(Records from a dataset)
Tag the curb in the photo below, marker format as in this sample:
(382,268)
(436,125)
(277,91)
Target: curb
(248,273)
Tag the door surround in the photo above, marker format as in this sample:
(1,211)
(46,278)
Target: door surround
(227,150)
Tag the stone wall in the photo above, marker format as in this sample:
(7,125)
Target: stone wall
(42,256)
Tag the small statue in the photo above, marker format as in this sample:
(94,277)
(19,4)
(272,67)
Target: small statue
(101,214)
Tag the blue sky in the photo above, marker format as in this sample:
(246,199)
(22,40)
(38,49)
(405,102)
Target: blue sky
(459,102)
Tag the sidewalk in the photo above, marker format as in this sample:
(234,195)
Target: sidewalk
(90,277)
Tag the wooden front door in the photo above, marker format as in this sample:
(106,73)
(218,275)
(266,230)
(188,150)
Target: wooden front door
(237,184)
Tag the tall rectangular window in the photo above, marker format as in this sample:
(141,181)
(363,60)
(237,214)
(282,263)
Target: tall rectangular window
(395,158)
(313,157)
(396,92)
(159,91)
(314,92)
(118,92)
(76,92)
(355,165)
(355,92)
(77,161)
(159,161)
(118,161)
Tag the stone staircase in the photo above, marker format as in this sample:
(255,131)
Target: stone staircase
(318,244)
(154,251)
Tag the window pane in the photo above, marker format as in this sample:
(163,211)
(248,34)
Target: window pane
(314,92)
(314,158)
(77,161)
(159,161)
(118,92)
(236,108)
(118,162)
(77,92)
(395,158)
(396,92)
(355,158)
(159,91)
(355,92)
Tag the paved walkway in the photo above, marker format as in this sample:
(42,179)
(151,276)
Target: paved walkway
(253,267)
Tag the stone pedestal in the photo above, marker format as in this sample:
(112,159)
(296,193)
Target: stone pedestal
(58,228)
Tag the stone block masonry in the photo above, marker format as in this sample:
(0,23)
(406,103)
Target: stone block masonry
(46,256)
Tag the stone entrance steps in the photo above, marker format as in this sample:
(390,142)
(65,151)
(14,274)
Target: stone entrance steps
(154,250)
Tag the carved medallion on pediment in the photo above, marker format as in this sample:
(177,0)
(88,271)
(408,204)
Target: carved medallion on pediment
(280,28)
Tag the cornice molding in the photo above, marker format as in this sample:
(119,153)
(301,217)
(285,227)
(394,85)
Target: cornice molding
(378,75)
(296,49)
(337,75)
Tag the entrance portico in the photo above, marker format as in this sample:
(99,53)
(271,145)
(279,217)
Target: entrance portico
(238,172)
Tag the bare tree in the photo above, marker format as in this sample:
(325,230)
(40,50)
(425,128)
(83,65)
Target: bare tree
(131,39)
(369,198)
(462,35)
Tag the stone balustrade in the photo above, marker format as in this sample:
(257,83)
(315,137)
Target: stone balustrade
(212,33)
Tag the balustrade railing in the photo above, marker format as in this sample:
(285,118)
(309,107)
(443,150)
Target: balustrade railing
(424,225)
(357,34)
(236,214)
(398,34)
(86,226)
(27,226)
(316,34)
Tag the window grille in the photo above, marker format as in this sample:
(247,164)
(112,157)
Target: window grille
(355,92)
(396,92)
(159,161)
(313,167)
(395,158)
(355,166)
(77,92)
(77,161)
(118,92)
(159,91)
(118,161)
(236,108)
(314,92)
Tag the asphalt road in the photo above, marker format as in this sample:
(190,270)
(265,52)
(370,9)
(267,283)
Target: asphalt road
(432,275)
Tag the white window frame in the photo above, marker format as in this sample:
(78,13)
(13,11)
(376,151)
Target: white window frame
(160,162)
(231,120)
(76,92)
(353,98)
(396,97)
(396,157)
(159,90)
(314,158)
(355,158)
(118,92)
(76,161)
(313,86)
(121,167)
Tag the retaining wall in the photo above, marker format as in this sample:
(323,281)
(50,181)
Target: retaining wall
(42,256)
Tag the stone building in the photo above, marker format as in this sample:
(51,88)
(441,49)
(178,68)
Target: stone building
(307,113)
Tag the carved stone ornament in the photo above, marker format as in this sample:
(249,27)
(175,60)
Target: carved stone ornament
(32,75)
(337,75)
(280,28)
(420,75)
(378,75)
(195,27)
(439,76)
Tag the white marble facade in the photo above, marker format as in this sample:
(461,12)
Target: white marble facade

(Task to complete) Only the data above, repeated exactly, should make up the reply.

(Solution to the exercise)
Tag the curb in the photo below, marker format as in this sample:
(382,268)
(436,125)
(277,91)
Target: curb
(248,273)
Tag the door surround in the photo above, marker format as in this sample:
(1,211)
(46,278)
Target: door surround
(227,150)
Tag the stone wall in the photo above, marker format as in this sample:
(7,125)
Target: stone wall
(42,256)
Tag the small statue in the photo above, marker format as in this sample:
(94,277)
(19,4)
(272,67)
Target: small statue
(101,214)
Tag the blue sky in the photo above, marker format as in this sample:
(246,199)
(22,40)
(38,49)
(405,102)
Target: blue sky
(459,102)
Tag the sidewalk in the photo above, marker format as in this sample:
(234,195)
Target: sidewalk
(90,277)
Tag the wooden front door in the photo above, marker format as in this sample:
(106,73)
(218,275)
(266,230)
(188,150)
Target: wooden front door
(237,184)
Tag the tall rectangular window in the photo above, marker format as in this sample:
(141,181)
(363,60)
(237,214)
(282,263)
Target: tall rectangular window
(395,158)
(313,157)
(396,92)
(159,91)
(314,92)
(118,92)
(76,92)
(355,165)
(355,92)
(77,161)
(159,161)
(118,161)
Tag the stone staircase in the photo above, marker format as in this sample:
(255,131)
Target: stone staircase
(318,244)
(154,251)
Tag the window pane in the photo above, marker format as in this sample:
(163,211)
(248,34)
Target: window pane
(314,92)
(314,158)
(77,161)
(159,161)
(118,92)
(236,108)
(118,162)
(77,92)
(395,158)
(396,92)
(355,158)
(159,91)
(355,92)
Tag the paved walkway in the photo above, marker format as in this sample:
(42,179)
(151,276)
Target: paved walkway
(253,267)
Tag the stone pedestal in the photo above, marker format as in this sample:
(112,159)
(296,193)
Target: stone pedestal
(58,228)
Tag the stone block masonry in the photo above, marker format as in this sample:
(0,23)
(406,103)
Target: stone block masonry
(46,256)
Tag the stone entrance steps in the photo above, marker format as in this sample:
(390,142)
(65,151)
(14,274)
Target: stone entrance steps
(154,250)
Tag the carved medallion on pediment in the photo above, marker format as in this sample:
(177,0)
(88,271)
(408,204)
Target: carved medallion on pediment
(280,28)
Tag the cornice molding in the photo above, marker format as in this sample:
(119,153)
(301,217)
(285,227)
(394,85)
Target: cornice molding
(378,75)
(296,49)
(337,75)
Tag the entrance portico in the photo above, marker format as in this sample:
(99,53)
(271,145)
(279,217)
Target: entrance portico
(238,172)
Tag the bare tree in the photo above, marker format as in this sample:
(325,230)
(40,50)
(425,128)
(83,65)
Target: bare tree
(131,39)
(369,198)
(462,35)
Tag the stone balustrade in the photo above, marker format as in this sample:
(257,83)
(315,137)
Target: stone balustrade
(212,33)
Tag the balustrade railing in the photo above, marker format as in this sample:
(285,118)
(309,107)
(443,150)
Target: balustrade railing
(424,225)
(357,34)
(236,214)
(398,34)
(86,226)
(27,226)
(316,34)
Tag the window grille in the photo above, marker format as in this sample:
(247,164)
(112,157)
Target: window grille
(355,92)
(396,92)
(159,161)
(313,167)
(395,158)
(355,166)
(77,92)
(77,161)
(118,92)
(159,91)
(118,161)
(236,108)
(314,92)
Tag the asphalt road in the photo above, marker format as in this sample:
(190,270)
(265,52)
(370,9)
(267,283)
Target: asphalt road
(432,275)
Tag the white window frame in the photo above, marker format as in this sample:
(78,13)
(13,11)
(376,151)
Target: white window frame
(160,162)
(231,120)
(76,92)
(353,98)
(396,97)
(396,157)
(159,90)
(314,158)
(355,158)
(118,92)
(76,161)
(313,86)
(121,167)
Tag the retaining wall in the photo above, marker format as in this sample:
(323,281)
(50,181)
Target: retaining wall
(42,256)
Tag the stone building in the photo above, marker format as in this sample:
(51,88)
(441,49)
(178,68)
Target: stone building
(307,113)
Tag the carved stone ornament in the photo above, marker format as in this sample:
(249,27)
(175,60)
Target: carved stone ornament
(32,75)
(337,75)
(280,28)
(420,75)
(378,75)
(195,27)
(439,76)
Tag the white marble facade in the photo above, marker format as in this sample:
(461,12)
Target: white marble facade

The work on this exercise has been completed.